Work instructions:
1/ Answer these questions about the piece on Islamic fundamentalism and Iraq:
(a) In the first poll question, what percentage said the United States should not allow a fundamentalist Islamic government in Iraq?
(b) If such a government demanded that all United States forces leave Iraq, what percentage still supported it?
(c) What does the writer say they are often asked?
2/ Repeat the piece on Islamic fundamentalism and Iraq word for word, everything from "Those who intially" down to "certain things out.".
3/ Finish out the next part of the piece on Islamic fundamentalism and Iraq, picking up after its last sentence.

Document extract:

--- START ---

First and foremost, there seems to be very little attention paid to what exactly 'Islamic fundamentalism' is. Given that most experts identify it as the principal threat to democratic reforms both in Iraq and throughout the Middle East, there should be a wealth of information available about it.
In a recent WaPo poll (one which I criticized heavily on other grounds), respondents were asked "Do you think the United States should or should not allow a fundamentalist Islamic government to be established in Iraq?" 39% percent said 'should', while 47% said 'should not'.
Those respondents who answered 'should' were then asked "What if [a fundamentalist government] wins an open, democratic election? In that case do you think the United States should or should not allow a fundamentalist Islamic government to be established in Iraq?" 50% said 'should', while 46% said 'should not'. In other words, half of those who initially opposed having a fundamentalist government would accept if it were elected.
Those who intially accepted the rise of an Islamic government were asked "What if it demands that all United States forces leave Iraq? In that case do you think the United States should or should not allow a fundamentalist Islamic government to be established in Iraq?" 59% still supported such a government, while 35% did not.
I found these results especially interesting, since I get asked so often how OxDem would react to the establishment of an Islamic fundamentalist government in Baghdad. Unfortunately, I don't have a good answer to this question just yet, since I am still trying to figure certain things out.

--- END ---

Listed entries:
--- START ---

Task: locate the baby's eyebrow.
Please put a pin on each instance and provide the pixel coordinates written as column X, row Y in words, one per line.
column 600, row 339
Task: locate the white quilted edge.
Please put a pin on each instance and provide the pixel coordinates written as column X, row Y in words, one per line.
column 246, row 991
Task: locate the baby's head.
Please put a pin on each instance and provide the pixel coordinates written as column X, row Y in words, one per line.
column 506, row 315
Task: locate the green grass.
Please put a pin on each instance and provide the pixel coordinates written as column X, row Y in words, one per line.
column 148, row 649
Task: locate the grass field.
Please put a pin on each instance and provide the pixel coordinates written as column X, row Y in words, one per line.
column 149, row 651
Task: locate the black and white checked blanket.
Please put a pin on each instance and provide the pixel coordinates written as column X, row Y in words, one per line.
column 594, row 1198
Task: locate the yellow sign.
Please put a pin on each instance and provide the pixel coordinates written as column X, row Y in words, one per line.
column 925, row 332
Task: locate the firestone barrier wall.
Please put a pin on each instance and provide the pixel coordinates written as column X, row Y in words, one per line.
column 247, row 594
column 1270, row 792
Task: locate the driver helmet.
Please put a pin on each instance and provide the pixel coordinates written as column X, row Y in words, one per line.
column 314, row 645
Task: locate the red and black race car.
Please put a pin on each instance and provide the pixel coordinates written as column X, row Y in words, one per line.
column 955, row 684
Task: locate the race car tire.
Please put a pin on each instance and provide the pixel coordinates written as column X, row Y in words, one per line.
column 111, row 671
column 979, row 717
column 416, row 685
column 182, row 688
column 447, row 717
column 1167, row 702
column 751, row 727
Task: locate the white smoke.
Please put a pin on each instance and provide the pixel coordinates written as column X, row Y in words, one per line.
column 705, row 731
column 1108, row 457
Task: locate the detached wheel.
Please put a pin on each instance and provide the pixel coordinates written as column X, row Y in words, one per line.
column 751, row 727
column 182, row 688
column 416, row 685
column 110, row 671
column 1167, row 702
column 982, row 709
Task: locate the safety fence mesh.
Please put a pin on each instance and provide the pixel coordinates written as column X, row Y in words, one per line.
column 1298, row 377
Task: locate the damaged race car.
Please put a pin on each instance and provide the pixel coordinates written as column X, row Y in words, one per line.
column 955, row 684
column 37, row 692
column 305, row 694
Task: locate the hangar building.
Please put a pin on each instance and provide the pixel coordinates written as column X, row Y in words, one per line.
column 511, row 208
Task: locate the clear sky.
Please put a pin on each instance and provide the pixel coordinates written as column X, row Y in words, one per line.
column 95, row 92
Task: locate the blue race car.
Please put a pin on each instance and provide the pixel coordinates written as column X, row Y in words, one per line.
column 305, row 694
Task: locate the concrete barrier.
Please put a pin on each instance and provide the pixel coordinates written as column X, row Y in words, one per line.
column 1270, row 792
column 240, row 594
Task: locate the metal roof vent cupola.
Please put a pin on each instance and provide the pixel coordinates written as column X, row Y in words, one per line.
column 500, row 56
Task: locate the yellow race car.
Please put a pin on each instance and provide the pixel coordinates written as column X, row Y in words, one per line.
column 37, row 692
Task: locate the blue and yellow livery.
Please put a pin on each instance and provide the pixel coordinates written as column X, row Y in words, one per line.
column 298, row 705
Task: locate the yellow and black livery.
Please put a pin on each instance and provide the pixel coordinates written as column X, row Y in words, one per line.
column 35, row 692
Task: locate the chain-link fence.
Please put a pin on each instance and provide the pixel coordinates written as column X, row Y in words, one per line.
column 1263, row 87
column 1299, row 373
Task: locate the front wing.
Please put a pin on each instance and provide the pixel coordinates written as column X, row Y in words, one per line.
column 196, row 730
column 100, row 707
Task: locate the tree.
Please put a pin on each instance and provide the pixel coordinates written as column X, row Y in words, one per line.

--- END ---

Answers to the tasks:
1/
(a) 47%
(b) 59%
(c) How OxDem would react to the establishment of an Islamic fundamentalist government in Baghdad.

2/
Those who intially accepted the rise of an Islamic government were asked "What if it demands that all United States forces leave Iraq? In that case do you think the United States should or should not allow a fundamentalist Islamic government to be established in Iraq?" 59% still supported such a government, while 35% did not.
I found these results especially interesting, since I get asked so often how OxDem would react to the establishment of an Islamic fundamentalist government in Baghdad. Unfortunately, I don't have a good answer to this question just yet, since I am still trying to figure certain things out.

3/
First of all, what is the difference between an 'Islamic' and a 'fundamentalist' state? Reading the papers, one gets the sense that a fundamentalist state is one in which the political order is an extension of Islamic law and in which Muslim clerics have a dominant political role. In contrast, an Islamic state may be something like the Christian republics of Europe where there is an official church but its presence is not all that important.
In light of the divisions between Sunni Kurds, Sunni Arabs and Shi'ite Arabs in Iraq, the establishment of an Iraqi government with a token commitment to Islam may be the best way of protecting the rights and privileges of all such groups concerned. Of course, such an outcome depends on the leaders of such groups recognizing that tolerance is in their own self-interest, an outcome one can hardly take for granted.
So let's assume for a moment that a strong 'fundamentalist' impulse gains hold throughout Iraq. Are fundamentalism and democracy mutually exclusive? First of all, I sense that there is no one thing that goes by the name of 'fundamentalism'. For most Americans, fundamentalism refers to beliefs such as those of Hamas and Al Qaeda. But fundamentalism also includes the reigning ideologies in Iran and Saudi Arabia.
While one might say that these four share a certain preference for authoritarian politics, I think it is safe to assume that all four have very distinct theological foundations and particular views of how the church and the state should interact. Moreover, to what degree are such fundamentalists' authoritarian impulses inherent in their beliefs, as opposed to being an extension of their self-interest?
I think this is an especially important question since one often hears that there are nascent political movements throughout the Middle East that are both firmly Islamic and firmly democratic. Does the minimal influence of such groups reflect their repression by dictatorial governments, or is there an uncomfortable tension between their Islamic and democratic views?
One might say that it all comes back to Algeria. Whenever one talks about the prospects for democracy promotion in the Arab world, the first question one gets is "What about Algeria? They had elections. The radicals won and a brutal civil war followed."
It would be interesting to know what Algeria's fundamentalists would have done had the military allowed them to hold the reins of government. Would they have revoked the constitution and imposed an Islamic dictatorship? As critics often say, Islamic democracy is about having "one man, one vote, one time."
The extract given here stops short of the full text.